(Description of the task): Output the records precisely as they stand. Pictures are to be skipped.

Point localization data
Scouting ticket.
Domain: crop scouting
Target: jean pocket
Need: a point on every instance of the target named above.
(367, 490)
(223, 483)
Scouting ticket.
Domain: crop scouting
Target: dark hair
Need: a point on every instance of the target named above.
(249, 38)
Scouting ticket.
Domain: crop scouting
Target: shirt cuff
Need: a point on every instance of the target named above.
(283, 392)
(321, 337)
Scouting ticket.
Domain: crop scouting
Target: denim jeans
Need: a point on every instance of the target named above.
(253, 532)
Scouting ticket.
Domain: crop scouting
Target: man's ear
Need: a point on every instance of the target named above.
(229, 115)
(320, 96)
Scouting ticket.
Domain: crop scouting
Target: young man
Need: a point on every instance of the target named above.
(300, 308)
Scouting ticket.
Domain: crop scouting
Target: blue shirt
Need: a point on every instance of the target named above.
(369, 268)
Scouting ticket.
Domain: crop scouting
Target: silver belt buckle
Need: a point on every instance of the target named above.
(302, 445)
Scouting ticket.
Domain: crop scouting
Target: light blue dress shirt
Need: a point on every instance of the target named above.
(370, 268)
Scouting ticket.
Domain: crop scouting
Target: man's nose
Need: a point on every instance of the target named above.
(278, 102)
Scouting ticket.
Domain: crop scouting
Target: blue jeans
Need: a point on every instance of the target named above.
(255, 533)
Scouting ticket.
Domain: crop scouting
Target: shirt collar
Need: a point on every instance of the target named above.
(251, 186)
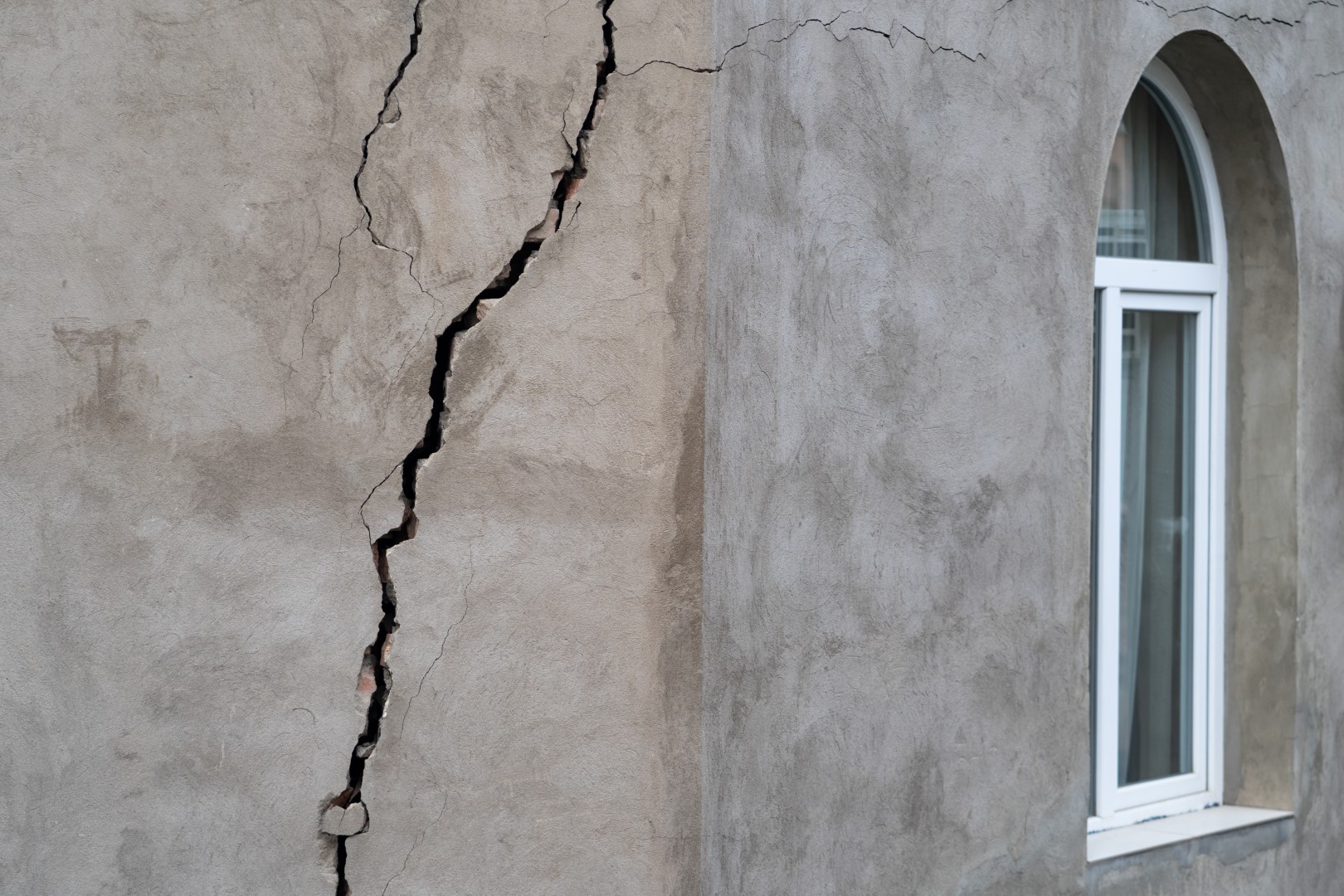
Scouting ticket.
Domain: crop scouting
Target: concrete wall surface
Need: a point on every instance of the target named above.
(236, 232)
(898, 426)
(615, 446)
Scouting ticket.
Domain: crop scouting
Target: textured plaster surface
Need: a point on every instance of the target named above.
(186, 575)
(898, 445)
(216, 353)
(542, 731)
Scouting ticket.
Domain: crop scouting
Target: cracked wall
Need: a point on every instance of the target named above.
(898, 444)
(256, 249)
(244, 232)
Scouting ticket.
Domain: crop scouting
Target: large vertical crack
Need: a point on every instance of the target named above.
(375, 668)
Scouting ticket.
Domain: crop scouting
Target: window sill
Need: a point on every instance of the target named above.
(1175, 829)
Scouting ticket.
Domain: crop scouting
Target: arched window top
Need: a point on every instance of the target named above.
(1153, 204)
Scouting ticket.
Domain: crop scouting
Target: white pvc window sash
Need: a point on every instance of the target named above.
(1199, 289)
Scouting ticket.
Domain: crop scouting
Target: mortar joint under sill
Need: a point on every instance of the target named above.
(1176, 829)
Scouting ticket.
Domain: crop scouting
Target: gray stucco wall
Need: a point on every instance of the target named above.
(218, 353)
(903, 202)
(806, 362)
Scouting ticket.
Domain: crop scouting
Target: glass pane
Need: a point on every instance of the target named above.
(1157, 544)
(1151, 206)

(Your response):
Scouting ticket.
Domain: crop scouting
Target: jean pocket
Need: a point on every instance of the target named above.
(367, 490)
(223, 483)
Scouting ticket.
Domain: crop scouting
Target: dark hair
Need: a point on every instance of the target named above.
(249, 38)
Scouting ticket.
Domain: crop scouting
Target: shirt cuff
Need: a point on every instance of the target named above.
(283, 392)
(321, 337)
Scouting ticket.
Domain: crop scouting
Target: denim jeans
Need: a point on every instance of the target named above.
(253, 532)
Scouting ticket.
Domain: crop scouting
Target: man's ear
Need: a point on every instance of the target named above.
(229, 115)
(320, 96)
Scouting ticket.
Domain: crop scouting
Target: young man
Need: a point on every instance of the target named above.
(300, 308)
Scouting ticket.
Domain: crop scouting
Target: blue shirt
Need: a point on every instance of the target named above.
(369, 268)
Scouting ticket.
Domain: crop scouting
Target: silver belt buckle
Need: a point on every instance of the target named above.
(302, 445)
Scouting ticket.
Domain: crop scouting
Target: light blue dress shirt
Need: a point on every instance of the target named above.
(370, 268)
Scouting ticket.
Domain: crop scouting
Target: man's nose
Need: a point on every instance of the target named above.
(278, 102)
Scouting ticket.
Domain: crop scouting
Target: blue jeans
Need: a point on every instance of the target named above.
(255, 533)
Scouting ticket.
Domain: crop scouting
Target: shirt collar
Need: a point on every instance of the target named above.
(251, 186)
Scouting ticket.
Domain: crop scouting
Target: concrete wall surface
Need: a point on every instance of the target named above.
(236, 232)
(898, 426)
(615, 446)
Scouting ticket.
Domain: crop scouting
Target: textured plaster surface
Need: a point on every instance of the target named above.
(186, 575)
(898, 445)
(216, 353)
(542, 731)
Scouting ticket.
Domain: crop scouting
Target: cracked wall
Need: a point on every instance of the target named above.
(898, 444)
(256, 249)
(244, 232)
Scouting ticket.
Domain: crop scouting
Target: large vertical crack
Need: a point on every instance of the target named above.
(375, 668)
Scouting ticket.
Domain: crop scouting
Target: window sill
Need: a point on every instance of the target named above.
(1175, 829)
Scouting ticket.
Domain: crop scouting
Target: arched window top
Need: a point on every instance of the target named above.
(1153, 204)
Scouting ticket.
Domain: crop scouting
Target: white pvc window sash
Need: a point on every instance of the target named above.
(1199, 289)
Scouting ticket.
Domain: crop scouting
Target: mortar joint under sill
Need: a point on every instance of the target named above.
(1176, 829)
Scouting ticket.
Domain: crop scouting
Target: gray stucco wall
Need: a point on every instance of the target named above.
(218, 353)
(903, 202)
(806, 362)
Scouting ticket.
Domain: crop scouting
Target: glass pane
Need: a point on every instance of the target named above.
(1157, 544)
(1151, 206)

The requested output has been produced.